**Assigned task**
Copy exactly, line for line, the part of the listing from the line containing "Can you spot the worker" through its last line, and nothing else.

**Source information**
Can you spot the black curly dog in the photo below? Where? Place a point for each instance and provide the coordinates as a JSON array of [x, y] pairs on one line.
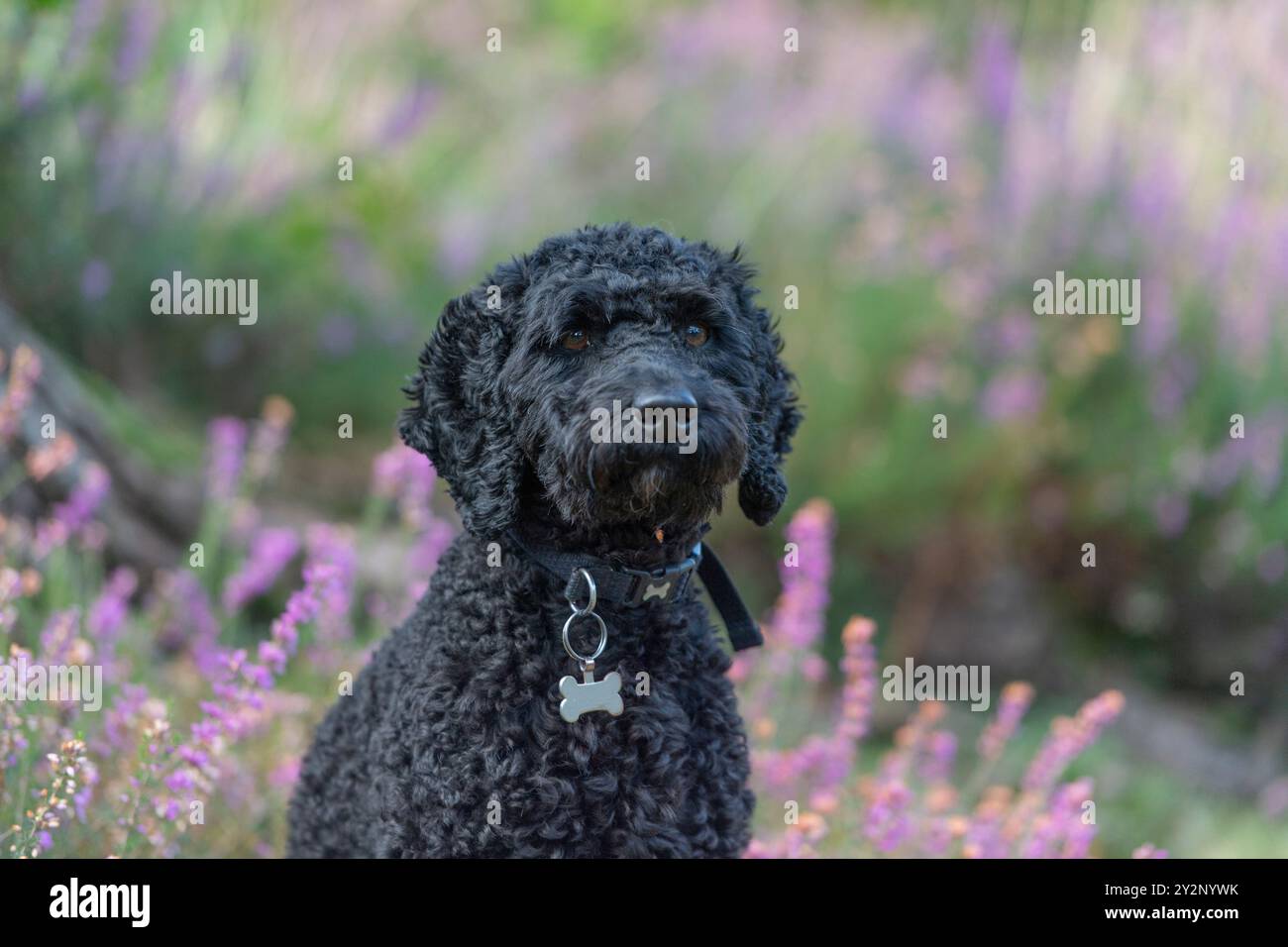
[[452, 742]]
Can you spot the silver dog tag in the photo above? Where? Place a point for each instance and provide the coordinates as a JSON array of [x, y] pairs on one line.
[[591, 694]]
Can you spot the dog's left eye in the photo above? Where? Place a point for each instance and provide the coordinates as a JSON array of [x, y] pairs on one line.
[[575, 341], [696, 334]]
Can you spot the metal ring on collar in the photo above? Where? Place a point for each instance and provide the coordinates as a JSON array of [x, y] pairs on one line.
[[593, 595], [603, 637]]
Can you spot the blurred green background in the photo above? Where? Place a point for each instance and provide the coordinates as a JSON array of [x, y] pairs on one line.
[[915, 295]]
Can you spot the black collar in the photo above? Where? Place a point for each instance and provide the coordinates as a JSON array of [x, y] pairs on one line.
[[647, 587]]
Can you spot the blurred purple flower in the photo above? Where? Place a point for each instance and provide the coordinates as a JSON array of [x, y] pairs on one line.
[[408, 115], [269, 552], [142, 24], [1013, 394]]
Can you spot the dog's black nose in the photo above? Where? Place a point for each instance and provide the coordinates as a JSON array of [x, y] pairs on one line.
[[668, 397]]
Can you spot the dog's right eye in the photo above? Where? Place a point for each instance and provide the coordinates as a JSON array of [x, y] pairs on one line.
[[575, 341]]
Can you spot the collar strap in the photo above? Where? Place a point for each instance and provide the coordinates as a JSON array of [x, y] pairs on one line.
[[647, 587]]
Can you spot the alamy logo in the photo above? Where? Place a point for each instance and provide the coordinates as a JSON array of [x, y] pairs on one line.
[[179, 296], [936, 684], [102, 900], [82, 684], [1073, 296], [649, 425]]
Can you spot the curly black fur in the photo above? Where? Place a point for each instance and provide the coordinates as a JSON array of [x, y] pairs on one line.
[[452, 744]]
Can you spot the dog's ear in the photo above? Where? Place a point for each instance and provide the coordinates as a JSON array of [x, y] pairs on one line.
[[761, 488], [459, 416]]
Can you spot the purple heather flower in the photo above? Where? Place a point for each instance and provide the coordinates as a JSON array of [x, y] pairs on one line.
[[227, 438], [1013, 394], [269, 553], [1069, 737], [141, 31], [799, 615], [1014, 703]]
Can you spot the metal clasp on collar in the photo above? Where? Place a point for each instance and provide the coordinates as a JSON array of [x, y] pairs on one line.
[[662, 585]]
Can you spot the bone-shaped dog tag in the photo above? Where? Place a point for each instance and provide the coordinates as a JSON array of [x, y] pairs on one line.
[[591, 694]]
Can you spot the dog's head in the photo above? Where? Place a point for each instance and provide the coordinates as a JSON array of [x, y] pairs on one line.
[[514, 399]]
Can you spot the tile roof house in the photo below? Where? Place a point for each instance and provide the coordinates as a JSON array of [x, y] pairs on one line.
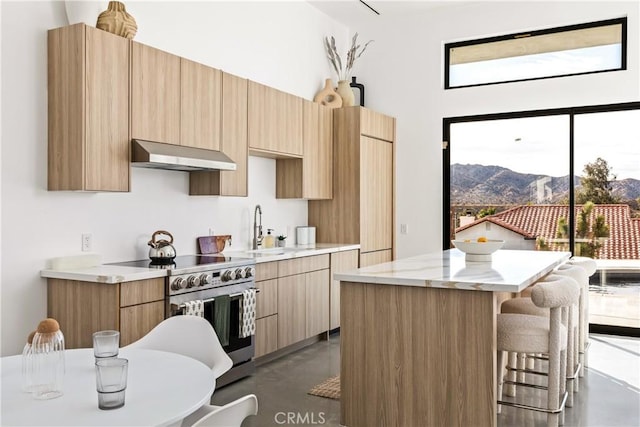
[[531, 222]]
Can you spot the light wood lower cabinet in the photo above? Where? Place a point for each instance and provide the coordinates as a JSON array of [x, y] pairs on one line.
[[136, 321], [293, 302], [82, 308], [266, 335], [317, 299], [340, 261], [267, 299], [377, 257], [292, 305]]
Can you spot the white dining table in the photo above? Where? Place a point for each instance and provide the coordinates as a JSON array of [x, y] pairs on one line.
[[162, 389]]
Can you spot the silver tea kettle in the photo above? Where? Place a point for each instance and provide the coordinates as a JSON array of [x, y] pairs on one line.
[[162, 251]]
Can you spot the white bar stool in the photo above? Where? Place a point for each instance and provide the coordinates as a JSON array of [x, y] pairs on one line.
[[522, 333]]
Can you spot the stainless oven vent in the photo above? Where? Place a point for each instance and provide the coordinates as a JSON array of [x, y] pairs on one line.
[[158, 155]]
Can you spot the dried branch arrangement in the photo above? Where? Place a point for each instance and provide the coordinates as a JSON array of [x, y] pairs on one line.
[[353, 53]]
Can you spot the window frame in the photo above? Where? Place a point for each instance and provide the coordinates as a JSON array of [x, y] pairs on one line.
[[556, 30], [571, 112]]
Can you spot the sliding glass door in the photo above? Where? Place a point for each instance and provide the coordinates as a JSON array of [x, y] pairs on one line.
[[607, 193], [563, 179]]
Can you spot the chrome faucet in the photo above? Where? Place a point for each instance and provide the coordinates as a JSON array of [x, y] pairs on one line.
[[257, 229]]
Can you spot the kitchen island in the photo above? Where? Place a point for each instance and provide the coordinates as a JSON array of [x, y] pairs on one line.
[[418, 336]]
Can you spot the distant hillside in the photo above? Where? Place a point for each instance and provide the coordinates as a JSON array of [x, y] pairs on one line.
[[495, 185]]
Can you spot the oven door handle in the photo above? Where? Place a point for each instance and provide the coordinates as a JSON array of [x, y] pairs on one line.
[[176, 307]]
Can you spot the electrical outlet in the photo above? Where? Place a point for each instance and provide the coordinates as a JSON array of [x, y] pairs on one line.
[[86, 242]]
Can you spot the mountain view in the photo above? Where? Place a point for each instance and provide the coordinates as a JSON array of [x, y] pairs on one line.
[[496, 185]]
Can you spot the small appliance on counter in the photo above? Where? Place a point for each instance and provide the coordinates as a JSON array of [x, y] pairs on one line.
[[306, 236], [213, 244], [162, 251]]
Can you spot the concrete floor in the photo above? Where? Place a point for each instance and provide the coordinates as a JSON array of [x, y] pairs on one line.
[[609, 395]]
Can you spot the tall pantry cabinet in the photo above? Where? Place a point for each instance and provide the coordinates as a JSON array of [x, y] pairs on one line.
[[361, 210]]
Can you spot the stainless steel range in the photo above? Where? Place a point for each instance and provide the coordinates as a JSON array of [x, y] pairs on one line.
[[205, 278]]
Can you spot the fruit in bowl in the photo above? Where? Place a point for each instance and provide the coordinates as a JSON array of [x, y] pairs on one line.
[[482, 246]]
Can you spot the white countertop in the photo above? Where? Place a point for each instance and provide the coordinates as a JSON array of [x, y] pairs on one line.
[[105, 274], [288, 252], [112, 274], [509, 270], [151, 397]]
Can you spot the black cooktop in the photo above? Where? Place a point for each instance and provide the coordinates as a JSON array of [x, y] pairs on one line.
[[182, 261]]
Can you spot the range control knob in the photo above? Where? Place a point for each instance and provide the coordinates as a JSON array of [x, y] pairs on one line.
[[249, 272], [193, 281], [228, 275], [205, 279], [178, 284]]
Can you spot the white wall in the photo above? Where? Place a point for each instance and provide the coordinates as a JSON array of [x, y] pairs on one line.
[[403, 74], [275, 43]]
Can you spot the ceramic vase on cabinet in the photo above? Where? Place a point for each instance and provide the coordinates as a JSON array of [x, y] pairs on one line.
[[84, 11], [328, 96], [117, 21], [346, 93]]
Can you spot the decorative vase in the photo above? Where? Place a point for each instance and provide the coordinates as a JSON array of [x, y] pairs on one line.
[[84, 11], [117, 21], [328, 96], [346, 93]]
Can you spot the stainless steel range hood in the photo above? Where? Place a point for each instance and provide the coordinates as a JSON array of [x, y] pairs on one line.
[[158, 155]]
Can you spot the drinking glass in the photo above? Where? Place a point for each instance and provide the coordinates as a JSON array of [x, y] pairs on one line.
[[106, 344], [111, 382]]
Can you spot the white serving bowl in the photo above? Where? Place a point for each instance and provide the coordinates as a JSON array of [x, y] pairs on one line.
[[474, 248]]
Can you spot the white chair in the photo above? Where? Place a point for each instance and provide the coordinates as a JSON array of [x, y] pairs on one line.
[[522, 333], [572, 319], [190, 336], [590, 267], [230, 415]]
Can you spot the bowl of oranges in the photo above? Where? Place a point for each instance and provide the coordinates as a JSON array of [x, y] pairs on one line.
[[479, 249]]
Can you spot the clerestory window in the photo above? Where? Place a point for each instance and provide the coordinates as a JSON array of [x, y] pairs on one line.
[[564, 51]]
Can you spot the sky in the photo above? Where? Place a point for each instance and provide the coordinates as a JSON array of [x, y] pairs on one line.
[[540, 145]]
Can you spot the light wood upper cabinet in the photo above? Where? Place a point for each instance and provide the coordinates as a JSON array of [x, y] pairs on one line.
[[200, 105], [361, 210], [376, 199], [88, 110], [377, 125], [275, 122], [155, 94], [310, 177], [233, 144]]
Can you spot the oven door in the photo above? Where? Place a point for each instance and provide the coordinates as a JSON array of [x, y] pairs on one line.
[[240, 349]]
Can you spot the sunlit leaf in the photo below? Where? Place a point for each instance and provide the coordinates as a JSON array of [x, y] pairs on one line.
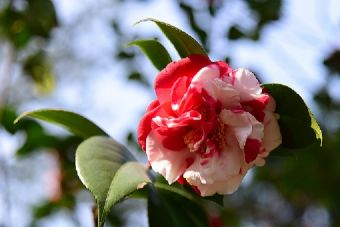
[[109, 171], [183, 43], [155, 51], [298, 126], [73, 122]]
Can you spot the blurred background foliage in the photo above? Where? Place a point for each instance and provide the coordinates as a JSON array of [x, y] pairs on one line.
[[301, 189]]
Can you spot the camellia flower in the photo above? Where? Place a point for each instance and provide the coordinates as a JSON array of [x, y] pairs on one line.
[[208, 125]]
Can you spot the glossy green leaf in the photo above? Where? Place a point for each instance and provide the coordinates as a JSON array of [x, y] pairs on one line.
[[169, 207], [155, 51], [183, 43], [298, 126], [109, 171], [73, 122]]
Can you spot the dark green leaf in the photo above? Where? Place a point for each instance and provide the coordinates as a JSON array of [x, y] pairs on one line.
[[184, 43], [108, 170], [155, 51], [298, 126], [136, 76], [169, 207], [75, 123]]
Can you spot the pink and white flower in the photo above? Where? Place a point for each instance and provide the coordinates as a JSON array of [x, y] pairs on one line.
[[208, 125]]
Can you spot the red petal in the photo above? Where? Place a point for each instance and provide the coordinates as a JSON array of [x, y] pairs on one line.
[[251, 149], [223, 67], [173, 138], [177, 91], [188, 67]]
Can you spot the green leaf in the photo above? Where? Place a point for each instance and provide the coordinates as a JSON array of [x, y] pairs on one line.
[[298, 126], [155, 51], [73, 122], [169, 207], [183, 43], [108, 170]]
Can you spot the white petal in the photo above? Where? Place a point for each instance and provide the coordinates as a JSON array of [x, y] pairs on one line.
[[220, 174], [170, 164], [243, 124], [246, 83]]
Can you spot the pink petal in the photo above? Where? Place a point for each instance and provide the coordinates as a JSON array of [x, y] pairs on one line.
[[217, 174], [187, 67], [171, 164], [246, 83], [272, 136]]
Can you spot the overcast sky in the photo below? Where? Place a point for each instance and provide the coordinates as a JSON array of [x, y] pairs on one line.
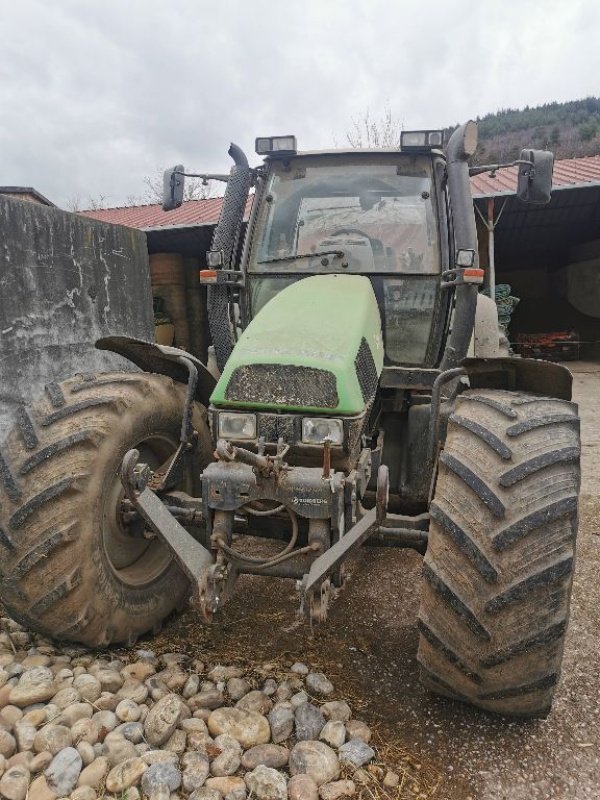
[[97, 94]]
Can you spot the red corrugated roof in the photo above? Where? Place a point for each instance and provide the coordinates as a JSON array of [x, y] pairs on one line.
[[192, 212], [567, 172]]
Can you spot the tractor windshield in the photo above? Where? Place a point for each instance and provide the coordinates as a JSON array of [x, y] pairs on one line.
[[356, 213], [364, 213]]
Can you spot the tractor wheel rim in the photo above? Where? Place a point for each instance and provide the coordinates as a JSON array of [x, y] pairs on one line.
[[135, 561]]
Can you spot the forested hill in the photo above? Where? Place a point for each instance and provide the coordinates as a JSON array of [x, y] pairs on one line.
[[569, 129]]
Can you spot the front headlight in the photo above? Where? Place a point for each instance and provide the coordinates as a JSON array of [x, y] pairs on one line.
[[237, 426], [315, 431]]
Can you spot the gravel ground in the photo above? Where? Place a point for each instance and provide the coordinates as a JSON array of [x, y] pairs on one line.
[[368, 648]]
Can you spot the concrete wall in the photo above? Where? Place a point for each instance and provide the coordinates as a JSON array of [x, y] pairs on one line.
[[65, 281]]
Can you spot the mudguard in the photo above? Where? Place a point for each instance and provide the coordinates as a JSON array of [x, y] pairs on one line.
[[525, 374], [157, 358]]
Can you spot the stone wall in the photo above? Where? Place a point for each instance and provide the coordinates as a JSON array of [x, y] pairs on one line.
[[65, 281]]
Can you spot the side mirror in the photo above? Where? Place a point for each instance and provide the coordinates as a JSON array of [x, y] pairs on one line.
[[534, 184], [173, 182]]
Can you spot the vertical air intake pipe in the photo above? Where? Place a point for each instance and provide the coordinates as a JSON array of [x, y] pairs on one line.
[[460, 148], [225, 239]]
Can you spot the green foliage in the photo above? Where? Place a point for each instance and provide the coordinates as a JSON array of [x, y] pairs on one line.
[[575, 112], [569, 129]]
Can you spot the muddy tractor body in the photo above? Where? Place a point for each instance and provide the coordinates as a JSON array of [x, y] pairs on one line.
[[362, 397]]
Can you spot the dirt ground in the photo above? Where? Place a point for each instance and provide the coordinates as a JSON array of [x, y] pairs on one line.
[[368, 647]]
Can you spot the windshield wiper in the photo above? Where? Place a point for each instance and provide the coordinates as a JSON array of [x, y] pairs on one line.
[[338, 253]]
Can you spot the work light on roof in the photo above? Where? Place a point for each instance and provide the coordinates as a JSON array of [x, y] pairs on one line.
[[421, 140], [280, 145]]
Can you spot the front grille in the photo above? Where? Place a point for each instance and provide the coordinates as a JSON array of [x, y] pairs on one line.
[[283, 384], [366, 371]]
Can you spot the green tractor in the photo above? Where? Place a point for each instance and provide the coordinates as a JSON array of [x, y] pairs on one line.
[[363, 397]]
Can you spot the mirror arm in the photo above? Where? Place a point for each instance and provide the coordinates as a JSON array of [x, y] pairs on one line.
[[491, 168], [205, 176]]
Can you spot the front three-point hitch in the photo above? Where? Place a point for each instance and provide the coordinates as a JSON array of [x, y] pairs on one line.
[[315, 511]]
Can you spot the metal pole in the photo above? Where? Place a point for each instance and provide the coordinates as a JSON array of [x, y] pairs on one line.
[[491, 253]]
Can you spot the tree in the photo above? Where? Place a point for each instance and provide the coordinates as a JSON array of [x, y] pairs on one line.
[[369, 132], [195, 188]]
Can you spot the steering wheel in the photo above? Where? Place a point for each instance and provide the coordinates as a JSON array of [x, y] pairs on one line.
[[376, 244], [350, 230]]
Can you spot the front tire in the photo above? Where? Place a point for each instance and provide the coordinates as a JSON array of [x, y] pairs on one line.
[[69, 569], [499, 565]]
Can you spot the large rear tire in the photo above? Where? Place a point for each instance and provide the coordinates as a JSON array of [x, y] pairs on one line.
[[499, 565], [68, 567]]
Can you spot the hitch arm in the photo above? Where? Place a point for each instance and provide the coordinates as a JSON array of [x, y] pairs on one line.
[[193, 557], [326, 564]]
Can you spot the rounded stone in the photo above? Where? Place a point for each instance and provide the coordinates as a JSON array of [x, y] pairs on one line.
[[248, 727], [139, 671], [132, 731], [237, 688], [93, 775], [298, 699], [88, 687], [162, 720], [66, 697], [125, 774], [110, 680], [106, 702], [299, 668], [336, 711], [302, 787], [266, 755], [226, 785], [133, 690], [128, 711], [85, 730], [14, 783], [358, 730], [64, 770], [117, 749], [281, 720], [210, 699], [356, 752], [86, 793], [221, 673], [309, 722], [165, 772], [9, 716], [52, 738], [255, 701], [225, 764], [158, 757], [196, 768], [176, 742], [318, 684], [24, 734], [204, 793], [191, 686], [40, 762], [36, 685], [86, 751], [315, 759], [265, 783], [39, 789]]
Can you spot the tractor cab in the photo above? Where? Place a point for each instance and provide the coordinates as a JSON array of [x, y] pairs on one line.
[[377, 214]]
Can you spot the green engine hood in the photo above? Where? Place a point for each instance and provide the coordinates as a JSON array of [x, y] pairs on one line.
[[316, 346]]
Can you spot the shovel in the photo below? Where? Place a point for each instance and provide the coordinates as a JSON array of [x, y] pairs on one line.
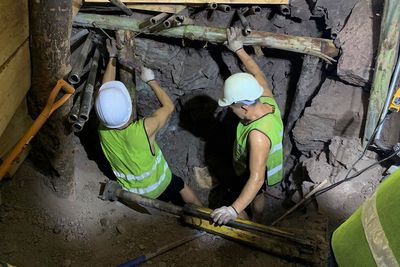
[[50, 107]]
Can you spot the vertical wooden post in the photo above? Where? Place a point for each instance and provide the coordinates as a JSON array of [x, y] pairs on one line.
[[50, 29], [127, 41], [385, 63]]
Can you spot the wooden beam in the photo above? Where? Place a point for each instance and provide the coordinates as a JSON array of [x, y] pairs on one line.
[[50, 29], [387, 54], [15, 80], [247, 2], [158, 8], [14, 27], [319, 47], [76, 5], [18, 125]]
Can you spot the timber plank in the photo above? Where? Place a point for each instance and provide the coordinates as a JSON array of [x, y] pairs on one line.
[[18, 125], [258, 2], [159, 8], [15, 80], [14, 29]]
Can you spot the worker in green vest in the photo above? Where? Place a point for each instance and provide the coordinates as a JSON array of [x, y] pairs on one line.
[[130, 146], [258, 154], [371, 236]]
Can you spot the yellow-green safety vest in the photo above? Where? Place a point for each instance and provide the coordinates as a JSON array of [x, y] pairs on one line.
[[137, 169], [272, 126], [371, 236]]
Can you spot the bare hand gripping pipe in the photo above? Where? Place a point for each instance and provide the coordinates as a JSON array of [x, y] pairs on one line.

**Written solution**
Can you spot the worker in green vest in the photo above? Where? Place a point for each instance and provide the coordinates as a JSON array of [x, y] pairs on one line.
[[130, 146], [258, 154], [371, 236]]
Can you spot the yellow-green safety vest in the photo above? Where? Place a point for each instance and provide the coordinates as a JSON array of [x, y] pairs on one line.
[[137, 169], [272, 126], [371, 236]]
Can you spot the bare hand gripping pipe in the photo above? Where? Place a point for each instance and provide the coordinates as a JSON array of [x, y] pairs on one line.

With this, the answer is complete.